* Brief
Return all the data below as it stands, minus the pictures.

───── The input ─────

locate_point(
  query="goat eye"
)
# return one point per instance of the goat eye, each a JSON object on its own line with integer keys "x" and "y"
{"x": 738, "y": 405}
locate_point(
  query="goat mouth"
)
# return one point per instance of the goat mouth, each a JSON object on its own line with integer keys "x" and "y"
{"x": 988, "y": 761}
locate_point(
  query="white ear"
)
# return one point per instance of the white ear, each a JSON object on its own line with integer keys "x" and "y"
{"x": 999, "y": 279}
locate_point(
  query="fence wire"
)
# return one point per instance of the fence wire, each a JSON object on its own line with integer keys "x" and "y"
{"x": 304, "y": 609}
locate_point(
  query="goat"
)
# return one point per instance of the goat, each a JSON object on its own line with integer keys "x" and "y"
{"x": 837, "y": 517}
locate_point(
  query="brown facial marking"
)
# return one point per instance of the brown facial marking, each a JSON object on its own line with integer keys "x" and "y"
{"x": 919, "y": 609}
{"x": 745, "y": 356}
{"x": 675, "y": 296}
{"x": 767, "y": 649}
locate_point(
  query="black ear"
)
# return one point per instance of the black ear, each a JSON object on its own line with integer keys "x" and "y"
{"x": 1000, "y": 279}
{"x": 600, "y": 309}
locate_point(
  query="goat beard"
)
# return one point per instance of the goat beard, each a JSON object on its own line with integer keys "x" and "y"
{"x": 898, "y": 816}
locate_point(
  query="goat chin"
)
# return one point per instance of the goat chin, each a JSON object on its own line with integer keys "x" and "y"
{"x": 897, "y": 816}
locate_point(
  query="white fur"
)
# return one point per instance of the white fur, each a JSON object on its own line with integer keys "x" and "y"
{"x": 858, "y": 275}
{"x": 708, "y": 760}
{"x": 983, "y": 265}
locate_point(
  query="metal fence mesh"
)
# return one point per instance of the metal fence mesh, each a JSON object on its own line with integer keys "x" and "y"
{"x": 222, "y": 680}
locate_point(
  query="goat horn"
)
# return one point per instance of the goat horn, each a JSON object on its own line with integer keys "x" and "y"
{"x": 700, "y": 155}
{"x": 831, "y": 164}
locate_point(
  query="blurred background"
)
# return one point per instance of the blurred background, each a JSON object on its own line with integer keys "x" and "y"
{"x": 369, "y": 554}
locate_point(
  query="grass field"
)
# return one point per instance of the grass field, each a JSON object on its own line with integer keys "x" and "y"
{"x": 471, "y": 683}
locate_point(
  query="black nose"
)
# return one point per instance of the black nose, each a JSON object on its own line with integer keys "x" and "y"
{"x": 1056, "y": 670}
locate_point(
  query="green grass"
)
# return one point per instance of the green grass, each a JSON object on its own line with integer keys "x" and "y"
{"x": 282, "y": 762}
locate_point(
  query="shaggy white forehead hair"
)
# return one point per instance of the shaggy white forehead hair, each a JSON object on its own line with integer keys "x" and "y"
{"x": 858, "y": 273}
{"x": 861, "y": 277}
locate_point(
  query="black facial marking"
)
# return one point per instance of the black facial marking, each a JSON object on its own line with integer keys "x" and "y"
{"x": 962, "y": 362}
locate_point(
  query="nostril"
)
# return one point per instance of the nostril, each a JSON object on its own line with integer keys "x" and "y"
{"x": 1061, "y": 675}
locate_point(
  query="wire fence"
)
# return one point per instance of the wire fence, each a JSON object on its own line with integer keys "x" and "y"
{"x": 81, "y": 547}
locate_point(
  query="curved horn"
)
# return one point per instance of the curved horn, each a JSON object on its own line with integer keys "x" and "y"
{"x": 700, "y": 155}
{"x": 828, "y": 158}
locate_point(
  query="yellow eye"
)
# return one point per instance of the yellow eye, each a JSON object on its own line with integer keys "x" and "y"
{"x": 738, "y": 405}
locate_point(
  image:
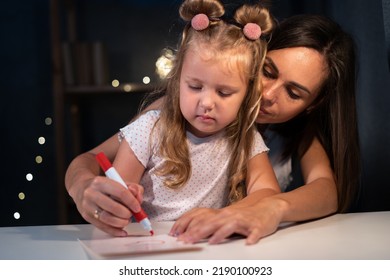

─────

* Task solution
locate_point(
  query="goat eye"
)
# return one point per instance of the goat eye, each a JSON object on its own line with integer keys "x" and "y"
{"x": 738, "y": 405}
locate_point(
  query="goat mouth"
)
# return one point per instance of the goat mouth, each a JSON object on its own line with integer keys "x" and "y"
{"x": 988, "y": 761}
locate_point(
  query="white ear"
)
# return one point per instance of the white ear, each a JSON object on its own line with integer keys "x" and "y"
{"x": 999, "y": 279}
locate_point(
  query="fence wire"
)
# return one point per instance of the fence wire, each a JSON object on its own line with integer keys "x" and "y"
{"x": 304, "y": 609}
locate_point(
  query="goat"
)
# return one point per instance of the goat, each a JSON object on its own line with integer keys "x" and "y"
{"x": 837, "y": 517}
locate_point(
  query="brown facial marking"
)
# return one point per instance of the brown facial marking, each a JSON object on its own line with integer keys "x" and "y"
{"x": 919, "y": 609}
{"x": 745, "y": 356}
{"x": 675, "y": 296}
{"x": 767, "y": 649}
locate_point(
  query="black ear"
)
# return one point per instance of the black ear, each a JSON object on its own line with integer keys "x" and "y"
{"x": 1000, "y": 279}
{"x": 600, "y": 309}
locate_point(
  query="goat beard"
)
# return one point per instance of the goat beard, each a JSON object on its own line with integer keys "x" and "y"
{"x": 898, "y": 816}
locate_point(
  query="goat chin"
)
# return one point per instance of the goat chin, each a JSON object on its own line with integer keys "x" and "y"
{"x": 897, "y": 816}
locate_point(
  query="white fur"
)
# return one point per instance of the white fur, each a JSON object on its own line with integer keys "x" and "y"
{"x": 858, "y": 275}
{"x": 708, "y": 760}
{"x": 983, "y": 265}
locate_point(
  query="metal fence mesh"
)
# return one point per instance of the metal fence mesh, each a JSON object on its own line with integer keys "x" and "y"
{"x": 222, "y": 680}
locate_point(
  query="goat horn"
)
# return one point per instance of the goat horn, each a JSON object on its own line with integer keys "x" and "y"
{"x": 700, "y": 155}
{"x": 831, "y": 164}
locate_point(
  query="blurred background"
)
# return one point per instance of the blurred background, each a JSON object on its own line with integer keys "x" and "y"
{"x": 369, "y": 554}
locate_point(
  query="grass field"
)
# return one point per instance of the grass field, each a JSON object on its own line with integer keys "x" and "y"
{"x": 471, "y": 683}
locate_point(
  query="black nose"
)
# return one point per instance of the black nose, each a JSON object on its own line with integer keys "x" and "y"
{"x": 1056, "y": 670}
locate_point(
  query="green grass"
)
# return one point per instance of the green grass, each a JSON object on its own line with integer keys "x" and "y"
{"x": 282, "y": 762}
locate_point(
  query="shaggy white forehead hair"
)
# return one point per instance of the shaggy white forehead hair, each a JSON object on its own line with integer keys "x" and "y"
{"x": 858, "y": 273}
{"x": 861, "y": 277}
locate_point(
  query="black facial marking"
)
# return one point per instance of the black facial marking, each a JSON object on its own line with integer keys "x" and "y"
{"x": 962, "y": 362}
locate_point(
  query="nostril"
)
# return one point per instance of the nostril, each a JSON object on its own line with integer keys "x" and "y"
{"x": 1061, "y": 675}
locate_point(
  query="wire fence"
)
# return one point per instance of the wire fence, each a JSON object on its own line with integer keys "x" and "y"
{"x": 81, "y": 547}
locate_point(
  query="curved horn"
)
# return one point per instance of the curved horn, each a JSON object on its own line with integer keys "x" and "y"
{"x": 700, "y": 155}
{"x": 828, "y": 158}
locate_point(
  query="yellow eye"
)
# return one point per instance of the yellow eye, each a JSON object on its own line with integer keys "x" and "y"
{"x": 738, "y": 405}
locate_point(
  image:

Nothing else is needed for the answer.